--- start Data lines ---

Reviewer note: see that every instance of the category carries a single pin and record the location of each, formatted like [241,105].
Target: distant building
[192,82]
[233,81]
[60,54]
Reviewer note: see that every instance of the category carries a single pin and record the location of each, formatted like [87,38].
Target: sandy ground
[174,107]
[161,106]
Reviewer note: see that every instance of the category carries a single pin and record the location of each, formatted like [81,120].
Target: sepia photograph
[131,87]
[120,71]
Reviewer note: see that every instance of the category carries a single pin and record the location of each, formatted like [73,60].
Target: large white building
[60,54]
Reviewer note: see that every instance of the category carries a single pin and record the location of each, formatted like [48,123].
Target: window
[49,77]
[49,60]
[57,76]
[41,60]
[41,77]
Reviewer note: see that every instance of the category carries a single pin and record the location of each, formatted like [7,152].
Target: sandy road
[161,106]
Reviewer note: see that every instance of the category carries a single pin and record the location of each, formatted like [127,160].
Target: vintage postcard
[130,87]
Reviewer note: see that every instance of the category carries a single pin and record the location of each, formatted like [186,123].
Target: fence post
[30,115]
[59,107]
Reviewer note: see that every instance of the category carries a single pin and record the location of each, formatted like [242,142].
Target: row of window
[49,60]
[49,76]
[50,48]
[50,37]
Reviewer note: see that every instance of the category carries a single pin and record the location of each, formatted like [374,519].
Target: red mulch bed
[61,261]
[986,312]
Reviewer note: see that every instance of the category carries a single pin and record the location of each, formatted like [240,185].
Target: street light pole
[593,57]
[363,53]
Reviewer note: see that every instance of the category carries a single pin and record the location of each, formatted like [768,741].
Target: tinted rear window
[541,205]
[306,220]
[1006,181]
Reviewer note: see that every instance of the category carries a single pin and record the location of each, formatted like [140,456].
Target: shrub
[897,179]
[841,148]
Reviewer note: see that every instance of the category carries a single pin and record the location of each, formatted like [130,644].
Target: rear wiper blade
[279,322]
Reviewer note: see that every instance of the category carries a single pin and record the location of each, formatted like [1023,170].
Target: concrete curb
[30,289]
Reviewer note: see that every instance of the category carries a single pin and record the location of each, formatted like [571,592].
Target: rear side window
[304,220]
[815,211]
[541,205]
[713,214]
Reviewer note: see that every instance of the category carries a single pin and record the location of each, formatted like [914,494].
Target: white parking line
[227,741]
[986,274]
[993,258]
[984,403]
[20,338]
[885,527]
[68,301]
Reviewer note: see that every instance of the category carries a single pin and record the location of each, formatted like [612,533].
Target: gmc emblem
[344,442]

--- end Data lines ---

Express every row above as a JSON list of strings, one string per line, with blank lines left out.

[
  "Reviewer note: see that every instance of the category carries a single pin and record the location of each, formatted like [241,105].",
  "Target: distant building",
  "[192,82]",
  "[233,81]",
  "[60,54]",
  "Reviewer note: see that every instance of the category carries a single pin and record the location of each, formatted like [87,38].",
  "Target: sandy ground",
  "[174,107]",
  "[161,106]",
  "Reviewer note: see that every instance of the category carries a single pin and record the location of each, formatted like [81,120].",
  "Target: sepia photograph",
  "[131,87]",
  "[120,71]",
  "Reviewer note: see that every instance of the category carries a single pin and record the location of each, formatted like [73,60].",
  "Target: large white building",
  "[60,54]",
  "Reviewer note: see that every instance of the category carries a single pin and record the location of each, formatted like [48,123].",
  "Target: window",
  "[49,77]",
  "[49,60]",
  "[57,76]",
  "[41,60]",
  "[41,77]",
  "Reviewer note: see that every instance of the category carries a single pin and record the location of each, formatted like [7,152].",
  "Target: sandy road",
  "[161,106]",
  "Reviewer note: see that every instance of the category carries a single pin and record the location of each, formatted like [127,160].",
  "Target: vintage postcard",
  "[130,87]",
  "Reviewer note: see that every instance of the category carries a single pin and record the location of each, formatted like [186,123].",
  "Target: fence post",
  "[30,115]",
  "[59,107]",
  "Reviewer note: see that every instance of the category carries a single pin and record the location of each, formatted like [242,142].",
  "Target: row of window",
  "[49,60]",
  "[49,76]",
  "[50,48]",
  "[50,37]",
  "Reviewer note: see that every instance of the category carries a single pin and record the location of each, formatted like [374,519].",
  "Target: red mulch bed",
  "[61,261]",
  "[986,312]",
  "Reviewer note: see that every instance of the category carries a single pin and record the location of each, formatted like [240,185].",
  "Target: street light pole",
  "[593,57]",
  "[363,53]",
  "Reviewer note: see that every instance of the category carries a single pin and record the location of each, formatted like [768,741].",
  "Target: tinted rear window",
  "[541,205]",
  "[306,220]",
  "[1006,181]",
  "Reviewer note: see that every instance of the category carries a single pin and record the location of each, formatted like [140,456].",
  "Target: shrub",
  "[897,179]",
  "[841,148]",
  "Reviewer note: see that every instance of the category carries a single pin and record the location of each, formatted like [130,644].",
  "Target: rear wiper blade",
  "[279,322]",
  "Reviewer note: see that every instance of the category carries a single pin and record the location of each, formatted like [1023,170].",
  "Target: concrete curb",
  "[30,289]",
  "Reviewer note: see that every instance of the category carries a single pin and record the location of each, formatted like [571,592].",
  "Target: rear side window",
  "[304,220]",
  "[815,211]",
  "[541,205]",
  "[713,214]",
  "Reviewer note: see that every instance of the category carries a single pin and record the location of each, formatted like [914,494].",
  "Target: white parking line",
  "[227,741]",
  "[986,274]",
  "[993,258]",
  "[984,403]",
  "[20,338]",
  "[885,527]",
  "[68,301]",
  "Reviewer note: see that every instance of the category carries a single pin and record the location of each, formatted like [612,533].",
  "Target: gmc emblem",
  "[344,442]"
]